- To do
Copy the data from its beginning through the line containing "413;162;446;175", keeping every line of text, and scale each bounding-box coordinate in the answers by 2.6, rounding to whole numbers with halves rounded up. Leave the sample coordinates in the text lines unchanged, and omit the pictures.

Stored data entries
┄┄┄┄┄┄

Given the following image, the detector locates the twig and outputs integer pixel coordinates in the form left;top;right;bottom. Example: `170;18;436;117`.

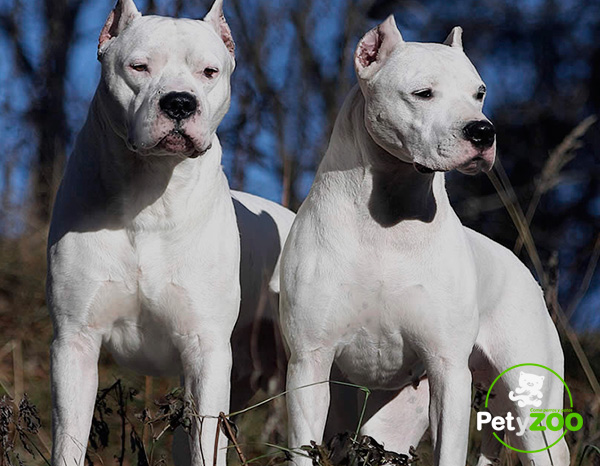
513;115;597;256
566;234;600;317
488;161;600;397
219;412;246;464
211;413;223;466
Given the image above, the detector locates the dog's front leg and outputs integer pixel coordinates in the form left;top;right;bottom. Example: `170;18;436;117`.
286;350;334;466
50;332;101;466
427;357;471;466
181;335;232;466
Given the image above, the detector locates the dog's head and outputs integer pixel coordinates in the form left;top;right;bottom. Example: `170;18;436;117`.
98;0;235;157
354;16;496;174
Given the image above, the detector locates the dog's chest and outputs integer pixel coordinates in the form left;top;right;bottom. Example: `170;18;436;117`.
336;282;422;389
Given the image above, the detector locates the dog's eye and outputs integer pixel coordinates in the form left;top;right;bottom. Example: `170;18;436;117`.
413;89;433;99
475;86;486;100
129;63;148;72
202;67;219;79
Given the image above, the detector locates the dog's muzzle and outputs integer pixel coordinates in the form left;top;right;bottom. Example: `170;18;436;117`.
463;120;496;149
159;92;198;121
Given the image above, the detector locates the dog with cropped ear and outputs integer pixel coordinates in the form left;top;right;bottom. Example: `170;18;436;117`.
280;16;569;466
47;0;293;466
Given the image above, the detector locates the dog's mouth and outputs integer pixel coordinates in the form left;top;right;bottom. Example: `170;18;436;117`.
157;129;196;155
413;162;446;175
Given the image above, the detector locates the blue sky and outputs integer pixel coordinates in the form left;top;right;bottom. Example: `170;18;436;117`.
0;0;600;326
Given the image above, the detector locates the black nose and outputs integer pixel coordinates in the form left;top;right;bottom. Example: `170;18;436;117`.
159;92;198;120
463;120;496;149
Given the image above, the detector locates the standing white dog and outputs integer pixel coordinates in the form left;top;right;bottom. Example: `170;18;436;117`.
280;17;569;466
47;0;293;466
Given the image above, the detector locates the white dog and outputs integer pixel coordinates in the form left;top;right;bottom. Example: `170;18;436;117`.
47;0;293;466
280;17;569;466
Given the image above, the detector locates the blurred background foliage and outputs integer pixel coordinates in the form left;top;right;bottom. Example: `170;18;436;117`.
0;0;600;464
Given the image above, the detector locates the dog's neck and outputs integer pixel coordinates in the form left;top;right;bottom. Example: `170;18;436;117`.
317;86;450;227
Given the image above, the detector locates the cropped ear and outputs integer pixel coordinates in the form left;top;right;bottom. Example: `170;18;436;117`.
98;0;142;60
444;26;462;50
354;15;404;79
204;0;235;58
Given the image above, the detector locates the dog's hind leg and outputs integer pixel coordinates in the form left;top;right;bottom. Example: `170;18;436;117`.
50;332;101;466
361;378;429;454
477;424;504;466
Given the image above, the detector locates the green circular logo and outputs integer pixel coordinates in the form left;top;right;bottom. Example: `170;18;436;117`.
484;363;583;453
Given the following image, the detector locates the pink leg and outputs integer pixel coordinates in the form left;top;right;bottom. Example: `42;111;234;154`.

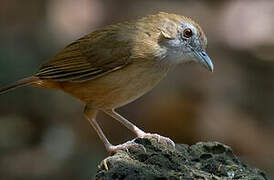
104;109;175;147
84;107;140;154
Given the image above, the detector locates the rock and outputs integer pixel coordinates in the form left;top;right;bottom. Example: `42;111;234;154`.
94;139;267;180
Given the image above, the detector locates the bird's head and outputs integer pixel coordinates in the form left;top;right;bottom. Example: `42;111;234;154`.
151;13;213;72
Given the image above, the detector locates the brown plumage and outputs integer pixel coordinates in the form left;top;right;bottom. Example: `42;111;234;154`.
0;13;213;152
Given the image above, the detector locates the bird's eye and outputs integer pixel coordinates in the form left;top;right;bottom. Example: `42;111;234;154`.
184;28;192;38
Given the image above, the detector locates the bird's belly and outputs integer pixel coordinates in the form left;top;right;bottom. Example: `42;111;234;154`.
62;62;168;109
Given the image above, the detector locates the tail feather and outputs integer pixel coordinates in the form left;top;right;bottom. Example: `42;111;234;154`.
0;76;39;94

┄┄┄┄┄┄

- Result
Given the following image, the detector locates the twig and outputs integer pixel coordinates in the form left;top;right;bottom. Example: `170;18;436;117`.

1334;299;1552;666
1472;608;1560;824
1269;419;1560;1032
569;1071;640;1206
549;1074;580;1212
Given the image above, the detector locates the dog's front leg and outputs integer pixel coordinates in the form left;top;right;bottom. Example: `170;18;436;117`.
744;910;868;1212
130;863;263;1212
1110;928;1225;1212
471;871;603;1212
Given the image above, the detector locates the dog's head and outputs integer pixel coordinates in the form left;top;right;bottom. Example: `170;18;436;117`.
255;0;611;408
920;42;1290;452
Given the image above, the detector locates the dog's chest and outputs integer pixel coordinates in the form left;top;right;bottom. Example: `170;18;436;117`.
874;733;1097;1011
Given the image above, the detector locates the dog's eye and outputs integer pixel coordinates in the form left;top;right;bottom. Example: `170;18;436;117`.
1074;231;1126;257
1235;224;1264;260
335;164;385;187
525;174;569;205
Given the image above, the detector locates the dog's muzzle and outputs integer pixel coordinates in the form left;top;right;bottom. Example: `170;18;436;117`.
1204;312;1290;387
413;239;515;315
Given the image above, the detector locates the dog with cropped ear and outputs integer pixel coordinates in the form left;top;right;bottom. Example: `170;18;436;117`.
728;42;1479;1212
122;0;762;1212
Given the image above, the detector locates the dog's mouth and outputs integer pixel coordinates in the form left;top;right;bottom. Example: `170;18;436;117`.
408;335;510;403
1074;421;1160;455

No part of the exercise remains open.